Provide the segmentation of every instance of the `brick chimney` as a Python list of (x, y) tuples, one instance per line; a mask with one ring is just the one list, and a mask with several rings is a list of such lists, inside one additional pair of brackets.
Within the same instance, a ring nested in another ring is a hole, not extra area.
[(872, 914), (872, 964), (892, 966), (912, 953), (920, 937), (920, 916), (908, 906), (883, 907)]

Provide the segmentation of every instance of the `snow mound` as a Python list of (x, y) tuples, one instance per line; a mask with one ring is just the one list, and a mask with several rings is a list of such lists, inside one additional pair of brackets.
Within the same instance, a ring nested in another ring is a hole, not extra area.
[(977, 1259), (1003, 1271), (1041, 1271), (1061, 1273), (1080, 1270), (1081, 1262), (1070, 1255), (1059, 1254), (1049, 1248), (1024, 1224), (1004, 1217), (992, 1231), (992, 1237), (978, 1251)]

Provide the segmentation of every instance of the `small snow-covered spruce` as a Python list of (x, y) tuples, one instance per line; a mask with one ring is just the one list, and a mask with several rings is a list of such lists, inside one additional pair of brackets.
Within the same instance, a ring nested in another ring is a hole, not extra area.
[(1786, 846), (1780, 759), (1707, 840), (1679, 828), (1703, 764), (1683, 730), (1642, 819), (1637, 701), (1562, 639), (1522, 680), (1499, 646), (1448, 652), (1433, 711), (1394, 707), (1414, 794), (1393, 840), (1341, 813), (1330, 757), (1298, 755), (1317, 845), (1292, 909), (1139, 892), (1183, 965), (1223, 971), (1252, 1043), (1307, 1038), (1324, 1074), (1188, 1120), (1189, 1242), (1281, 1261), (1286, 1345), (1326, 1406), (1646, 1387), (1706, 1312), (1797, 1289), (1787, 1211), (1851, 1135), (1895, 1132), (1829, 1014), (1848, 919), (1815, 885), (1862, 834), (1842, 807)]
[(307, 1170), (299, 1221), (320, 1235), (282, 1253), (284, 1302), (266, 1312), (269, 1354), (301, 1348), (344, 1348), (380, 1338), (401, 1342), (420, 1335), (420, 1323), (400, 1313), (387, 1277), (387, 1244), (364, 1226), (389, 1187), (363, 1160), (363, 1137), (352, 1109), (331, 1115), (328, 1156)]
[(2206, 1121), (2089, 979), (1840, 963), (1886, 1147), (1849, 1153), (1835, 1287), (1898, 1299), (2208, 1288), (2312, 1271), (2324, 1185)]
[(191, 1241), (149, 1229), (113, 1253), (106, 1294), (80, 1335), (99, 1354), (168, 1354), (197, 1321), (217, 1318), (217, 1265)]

__WHAT TO DO__. Transcribe the data above in full, keeping every word as it is.

__ANSWER SPACE__.
Provide the segmentation of every instance of the `brick chimney` as a Python list of (x, y) tuples, one instance per line; a mask with one ring is just the one list, and a mask with several rings is a list of such lists, inside one additional pair of brackets.
Within the same instance, a ring nested in another ring is a hole, not extra area.
[(872, 914), (872, 964), (892, 966), (912, 953), (920, 937), (920, 916), (908, 906), (883, 907)]

Provide the segmentation of every instance of the `snow mound` as a Python list of (x, y) tuples, one instance per line; a mask with one ring is just the one list, and a mask with several rings is a list of such lists, inside one additional pair of brackets.
Within the same instance, a ring nested in another ring is a hole, not extra area.
[(977, 1259), (1003, 1271), (1041, 1271), (1061, 1273), (1080, 1270), (1081, 1262), (1070, 1255), (1059, 1254), (1049, 1248), (1024, 1224), (1004, 1217), (992, 1231), (992, 1237), (978, 1251)]

Provide the segmentation of every instance of the `small snow-covered spruce` as a Python list of (x, y) tuples, one instance per line; a mask with one ring is just the one list, and a mask with several rings is a list of such lists, inside one additional pair of brackets.
Within the same instance, a ring nested in another ring is a hole, not extra area.
[(1786, 846), (1780, 759), (1707, 840), (1679, 828), (1703, 764), (1683, 730), (1642, 819), (1637, 701), (1562, 639), (1522, 680), (1499, 646), (1448, 652), (1433, 711), (1394, 707), (1414, 794), (1393, 840), (1341, 813), (1330, 757), (1298, 755), (1317, 845), (1292, 909), (1139, 892), (1183, 965), (1223, 971), (1252, 1043), (1307, 1038), (1324, 1074), (1188, 1120), (1189, 1242), (1281, 1261), (1286, 1345), (1326, 1406), (1646, 1387), (1706, 1312), (1797, 1289), (1787, 1211), (1851, 1135), (1895, 1132), (1829, 1014), (1848, 919), (1815, 885), (1862, 834), (1842, 807)]
[(307, 1170), (299, 1221), (320, 1235), (282, 1253), (284, 1302), (266, 1312), (269, 1354), (301, 1348), (344, 1348), (380, 1338), (401, 1342), (420, 1335), (420, 1323), (400, 1313), (387, 1277), (387, 1244), (364, 1226), (389, 1187), (363, 1160), (363, 1137), (352, 1109), (331, 1115), (328, 1156)]
[(2206, 1121), (2089, 979), (1840, 963), (1886, 1147), (1849, 1153), (1835, 1287), (1898, 1299), (2208, 1288), (2312, 1271), (2324, 1185)]
[(191, 1241), (149, 1229), (113, 1253), (106, 1294), (80, 1335), (99, 1354), (168, 1354), (197, 1321), (217, 1318), (217, 1265)]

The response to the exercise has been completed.